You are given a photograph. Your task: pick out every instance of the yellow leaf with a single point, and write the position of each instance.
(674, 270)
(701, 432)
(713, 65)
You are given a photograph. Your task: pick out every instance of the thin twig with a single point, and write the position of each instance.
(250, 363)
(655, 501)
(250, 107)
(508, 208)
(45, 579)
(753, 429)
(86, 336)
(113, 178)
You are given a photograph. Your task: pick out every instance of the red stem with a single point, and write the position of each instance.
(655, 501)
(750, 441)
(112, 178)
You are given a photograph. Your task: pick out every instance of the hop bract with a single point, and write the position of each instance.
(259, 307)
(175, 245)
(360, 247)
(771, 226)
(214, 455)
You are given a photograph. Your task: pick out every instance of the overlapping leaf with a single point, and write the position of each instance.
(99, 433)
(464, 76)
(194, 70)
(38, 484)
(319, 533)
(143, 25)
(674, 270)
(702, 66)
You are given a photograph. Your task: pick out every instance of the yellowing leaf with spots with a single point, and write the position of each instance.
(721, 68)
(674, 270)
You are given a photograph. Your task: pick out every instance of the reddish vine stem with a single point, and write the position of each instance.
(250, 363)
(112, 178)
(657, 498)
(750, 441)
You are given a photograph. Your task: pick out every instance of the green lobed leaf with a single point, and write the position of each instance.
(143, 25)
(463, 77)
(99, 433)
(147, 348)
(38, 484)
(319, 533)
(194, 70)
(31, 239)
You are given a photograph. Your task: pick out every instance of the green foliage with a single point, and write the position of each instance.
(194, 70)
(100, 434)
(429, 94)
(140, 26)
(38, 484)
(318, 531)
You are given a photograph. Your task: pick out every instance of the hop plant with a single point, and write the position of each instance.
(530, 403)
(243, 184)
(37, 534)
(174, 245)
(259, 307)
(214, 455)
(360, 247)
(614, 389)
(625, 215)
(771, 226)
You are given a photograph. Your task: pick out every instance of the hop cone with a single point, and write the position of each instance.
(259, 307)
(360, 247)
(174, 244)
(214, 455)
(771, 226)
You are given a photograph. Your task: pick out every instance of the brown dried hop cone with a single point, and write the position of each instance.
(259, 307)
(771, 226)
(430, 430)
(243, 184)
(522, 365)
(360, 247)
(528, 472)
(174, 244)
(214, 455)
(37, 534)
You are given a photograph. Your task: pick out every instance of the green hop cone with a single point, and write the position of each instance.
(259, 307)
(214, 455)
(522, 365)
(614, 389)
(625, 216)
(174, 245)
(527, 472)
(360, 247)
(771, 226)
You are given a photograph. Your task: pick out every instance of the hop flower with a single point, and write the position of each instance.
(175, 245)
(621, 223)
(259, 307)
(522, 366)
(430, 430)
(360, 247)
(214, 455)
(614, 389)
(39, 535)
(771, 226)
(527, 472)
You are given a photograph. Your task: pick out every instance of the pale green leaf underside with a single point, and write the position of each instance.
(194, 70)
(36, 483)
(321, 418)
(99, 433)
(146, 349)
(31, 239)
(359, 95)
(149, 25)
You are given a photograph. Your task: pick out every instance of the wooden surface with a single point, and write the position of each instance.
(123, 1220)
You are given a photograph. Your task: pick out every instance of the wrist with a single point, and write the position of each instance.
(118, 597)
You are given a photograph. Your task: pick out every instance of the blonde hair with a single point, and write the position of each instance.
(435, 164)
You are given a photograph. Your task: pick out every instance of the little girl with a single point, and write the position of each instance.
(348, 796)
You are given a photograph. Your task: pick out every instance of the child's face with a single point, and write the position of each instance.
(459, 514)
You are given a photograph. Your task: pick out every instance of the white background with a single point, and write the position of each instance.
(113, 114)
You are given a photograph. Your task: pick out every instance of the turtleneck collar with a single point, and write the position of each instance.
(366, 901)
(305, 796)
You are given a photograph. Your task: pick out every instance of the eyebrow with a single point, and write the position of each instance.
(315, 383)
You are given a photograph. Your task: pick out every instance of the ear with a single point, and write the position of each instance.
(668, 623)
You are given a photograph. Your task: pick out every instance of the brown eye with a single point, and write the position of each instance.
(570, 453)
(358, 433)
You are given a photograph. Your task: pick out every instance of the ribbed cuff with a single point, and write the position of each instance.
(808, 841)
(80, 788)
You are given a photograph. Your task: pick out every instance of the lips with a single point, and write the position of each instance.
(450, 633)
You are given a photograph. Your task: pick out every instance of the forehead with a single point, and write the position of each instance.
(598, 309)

▶ [The task]: An exact copy of all the records is the expected answer.

▶ [Solution for this problem]:
You are given a photograph. Your task: pick out every instance of the yellow leaf with a single point, and write the position of each instance.
(674, 270)
(701, 432)
(713, 65)
You are given a photograph. Your task: pick out every instance of the thin twig with a single point, and write the position of each instance.
(250, 363)
(655, 501)
(250, 107)
(508, 208)
(45, 579)
(753, 429)
(86, 336)
(113, 178)
You are given a photograph. Your task: pick out every instance of the red stem with a single point, and write the position of each instance.
(655, 501)
(750, 441)
(112, 178)
You are given a photograph. Your task: pick out every instance of the hop bract with a single point, and write the position of each instance.
(259, 307)
(175, 245)
(360, 247)
(771, 226)
(214, 455)
You are given a photograph. Your task: pick out every instance of the overlapping leaf with a single point, and write the position of each instance.
(99, 433)
(464, 76)
(194, 70)
(38, 484)
(319, 533)
(143, 25)
(674, 270)
(702, 66)
You are given a photograph. Your task: pick out every instance of the yellowing leaf with spots with a single point, and write the position of each instance.
(721, 68)
(674, 270)
You are given a photograph. Your task: pick out every instance of the reddish vine stem with a single point, and write the position of each instance.
(250, 363)
(112, 178)
(657, 498)
(750, 441)
You are given a photograph. Your task: pick out every instance of the green lobed leaf with a single point, and write the position of each instance.
(143, 25)
(463, 77)
(99, 433)
(147, 348)
(38, 484)
(319, 533)
(194, 70)
(31, 239)
You are given a photograph. Your task: pick out every instance of the green foliage with a single point, and write the position of each instance.
(194, 70)
(100, 434)
(429, 94)
(140, 26)
(38, 484)
(318, 531)
You are given a photograph. Your task: pick out every instance of the hop plant with a single point, and write the position of each instance.
(530, 403)
(243, 184)
(37, 534)
(174, 245)
(259, 307)
(214, 455)
(360, 247)
(614, 389)
(625, 215)
(771, 226)
You are given a photograph. Your task: pick out every instance of the hop cone with a single point, and write the position of each instance.
(259, 307)
(360, 247)
(174, 244)
(214, 455)
(771, 226)
You are given a photograph. Your task: pick out every instance of the brown dried hop cone with a single point, and write the position of each instance.
(259, 307)
(771, 226)
(430, 430)
(243, 184)
(522, 365)
(360, 247)
(528, 472)
(174, 244)
(214, 455)
(37, 534)
You are given a photograph. Your task: pick out every instance of the green hop cone with a single point, and write the position of each instance.
(259, 307)
(214, 455)
(522, 365)
(614, 389)
(625, 216)
(174, 245)
(527, 472)
(360, 247)
(771, 226)
You are given a photograph. Your task: pick out every instance of the hop flower with a single point, and write the position of each instance.
(175, 245)
(621, 223)
(259, 307)
(522, 366)
(430, 430)
(360, 247)
(214, 455)
(614, 389)
(39, 535)
(771, 226)
(527, 472)
You are given a photograph. Your task: pick out every instance of the pale green leaf underside with a single point, and write the position of each instance.
(194, 70)
(36, 483)
(321, 418)
(99, 433)
(146, 349)
(31, 239)
(359, 95)
(149, 25)
You are given a photograph. Your task: pick out every instance of the wooden surface with a single point, and write the position of each instance.
(123, 1220)
You are given a photograph. Your task: pick out every instance of the wrist with a single point, and write the position of each instance.
(118, 597)
You are given a photograph. Your task: pick out every instance of the blonde hair with a single point, and write the position of each instance.
(435, 164)
You are given a photograph. Your task: pick out every instance of the little girl with a single point, and write the position of each instance.
(348, 796)
You are given a photograph. Your task: pick out every instance of the child's face with a single point, and write the position of each instance.
(459, 514)
You are given a photograph. Your task: pick out every instance of the white background with a single point, and write the position of each instance.
(113, 114)
You are given a photograph. Your task: pick out every instance of the turtleneck collar with a single point, and write the position of each instance.
(366, 901)
(305, 796)
You are given a photograph. Your task: pick out every instance of the eyebrow with a single point, and write the position of each instance.
(315, 383)
You are given a photograph. Your task: pick out every instance of the ear with a single point, and write the position of each instance.
(668, 623)
You are given a photograph. Your task: pick out every instance of the brown eye with a single point, and write the position of each instance.
(570, 453)
(358, 433)
You are given a photograph. Your task: pick out every instance of the ribbed cuff with a single point, and write the position of each instance.
(808, 841)
(80, 788)
You are given a photograph. Your task: pick out every instance of the lips with a single point, and write the position of each instance.
(450, 633)
You are given a photograph. Your task: pick out every instance of the forehead with a single point, and write the position of each instance.
(598, 309)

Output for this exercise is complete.